“Overheid moet inzetten op een beter voedselsysteem”

Vlaanderen moet het evenwicht in zijn landbouwsector herstellen en de transitie van enkel productiegericht naar productie- én duurzaamheidsgerichte verdienmodellen sturen. Dat schrijven Steven Desair, bezieler van eatmosphere en Tijs Boelens, boer in het Pajottenland en woordvoerder van Boerenforum in een opiniestuk.

9 maart 2022  – Laatst bijgewerkt om 9 maart 2022 20:57
Lees meer over:
veldwerk-Lies Engelen Photography-2000

Koop jij via de korte keten of rechtstreeks van bij de boer? Proficiat, je hebt jouw duurzame bijdrage aan onze voedselketen geleverd! De korte keten betekent immers een eerlijk verdienmodel voor de producent met haar quasi rechtstreekse verkoop van boer naar burger, bijvoorbeeld op boerenmarkten, buurderijen, gemeenschapsboerderijen en hoevewinkels. Daarbij is de boer de prijszetter, wat uniek is in de voedingssector.

De meeste boeren moeten hun lokale producten immers via een veiling verkopen. Daar kiezen de klanten zoals supermarkten wat ze ervoor willen betalen, en die prijs ligt regelmatig onder de productieprijs. Ironisch genoeg weten winkels vandaag dat veel consumenten onze boeren willen steunen en verkopen ze die producten dan ook met een mooie foto en het verhaal van een boer bij. Op die manier behandelt men landbouwers eerst als moderne slaven en gebruikt men nadien hun harde werk als korte ketengreenwashing. Daar zit wel degelijk een verdienmodel in. Alleen niet voor de producenten. Dat noemen ze boerenbedrog.

• Datasetrecords:
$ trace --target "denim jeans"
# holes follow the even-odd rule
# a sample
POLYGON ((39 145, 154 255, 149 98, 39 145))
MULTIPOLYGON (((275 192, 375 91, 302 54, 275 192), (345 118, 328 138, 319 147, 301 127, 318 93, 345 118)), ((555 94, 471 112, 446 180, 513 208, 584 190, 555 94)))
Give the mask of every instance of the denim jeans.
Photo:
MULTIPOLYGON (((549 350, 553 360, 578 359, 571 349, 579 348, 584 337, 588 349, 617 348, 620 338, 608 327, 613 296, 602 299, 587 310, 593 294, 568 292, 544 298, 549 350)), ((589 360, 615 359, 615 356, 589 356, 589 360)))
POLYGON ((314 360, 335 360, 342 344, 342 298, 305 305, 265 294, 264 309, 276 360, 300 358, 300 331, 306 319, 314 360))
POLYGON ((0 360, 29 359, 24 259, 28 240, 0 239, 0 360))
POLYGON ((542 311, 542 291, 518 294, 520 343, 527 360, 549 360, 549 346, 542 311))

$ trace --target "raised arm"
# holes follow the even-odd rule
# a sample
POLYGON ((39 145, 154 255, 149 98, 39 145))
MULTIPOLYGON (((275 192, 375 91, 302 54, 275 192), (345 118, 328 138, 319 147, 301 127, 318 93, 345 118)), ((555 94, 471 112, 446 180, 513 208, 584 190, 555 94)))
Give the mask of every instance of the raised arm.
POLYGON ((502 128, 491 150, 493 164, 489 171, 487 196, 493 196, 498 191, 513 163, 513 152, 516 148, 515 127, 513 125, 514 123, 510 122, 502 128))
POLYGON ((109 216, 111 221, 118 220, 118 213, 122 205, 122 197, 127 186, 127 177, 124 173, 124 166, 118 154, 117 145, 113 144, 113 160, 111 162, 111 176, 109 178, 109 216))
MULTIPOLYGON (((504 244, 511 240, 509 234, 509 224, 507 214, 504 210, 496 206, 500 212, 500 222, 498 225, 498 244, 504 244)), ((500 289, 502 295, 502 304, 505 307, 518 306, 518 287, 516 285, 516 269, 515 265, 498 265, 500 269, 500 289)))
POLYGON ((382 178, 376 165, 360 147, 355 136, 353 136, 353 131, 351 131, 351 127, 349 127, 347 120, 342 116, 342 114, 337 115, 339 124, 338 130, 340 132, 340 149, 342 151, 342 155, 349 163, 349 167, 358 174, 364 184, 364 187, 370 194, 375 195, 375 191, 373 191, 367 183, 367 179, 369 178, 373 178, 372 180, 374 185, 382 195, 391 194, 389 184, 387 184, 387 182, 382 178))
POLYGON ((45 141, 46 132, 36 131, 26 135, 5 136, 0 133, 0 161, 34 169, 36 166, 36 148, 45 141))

• Opdracht 1: Wie bepaalt volgens het opiniestuk over het voedselsysteem de prijs in de korte keten?
• Opdracht 2: Welke plaatsen voor de verkoop van boer naar burger noemt het opiniestuk over het voedselsysteem als voorbeeld van de korte keten? Som ze allemaal op.
• Opdracht 3: Schrijf het opiniestuk over het voedselsysteem verder vanaf de laatste zin.

• Schriftelijk antwoord 1: De boer is in de korte keten de prijszetter.

• Schriftelijk antwoord 2: Boerenmarkten, buurderijen, gemeenschapsboerderijen en hoevewinkels.

• Schriftelijk antwoord 3:
Vlaanderen moet zijn subsidiesysteem eens grondig doorspitten, want momenteel komen enkel de grote vissen als winnaars uit de bus

Oostenrijk, Frankrijk en Wallonië tonen nochtans dat het wel kan, een beleid waarbij de korte keten niet stiefmoederlijk wordt behandeld en waarbij er geloofd en degelijk geïnvesteerd wordt in dit model. Vlaanderen is echter op dat vlak één van de slechtste leerlingen in Europa.

Vlaanderen heeft een beleid waardoor slechts dertig procent van de landbouwers economisch goed boert en zeventig procent nipt rondkomt of verlieslatend is. Dat beleid zou in de eerste plaats zijn subsidiesysteem eens grondig moeten doorspitten, want momenteel komen enkel de grote vissen als winnaars uit de bus. Zo krijgt, om maar iets te zeggen, een willekeurige korteketenboer uit het Pajottenland na veel zwoegen en ettelijke keren financieel en mentaal door het oog van de naald gekropen te zijn, een slordige 700 euro subsidies per jaar. Een traditionele boerderij krijgt 25.000 euro en de grote landbouwexploitaties 250.000 euro.

Hoe dat komt? De subsidies worden uitgedeeld per hectare. Hoe groter de bedrijven, hoe meer geld ze ontvangen. Er wordt dus niet gekeken naar het aantal personeelsleden of naar de landbouwpraktijken. Je kan je zelfs afvragen of je überhaupt boer moet zijn, als je naar de top tien van de Belgische lijst van begunstigden van Europese landbouwsteun (BelPA 2020) kijkt. Daarop prijken vooral veilingen (van wie je zou kunnen verwachten dat ze vechten voor een eerlijke prijs voor producenten) en marketingorganisaties zoals de VLAM (Vlaams centrum voor Agro- en Visserijmarketing). Is het juist dat een marketingbureau dat de huidige status quo in stand houdt, bijvoorbeeld door nog evenveel reclame te maken voor varkensvlees als tien jaar geleden, zoveel Europese steun geniet?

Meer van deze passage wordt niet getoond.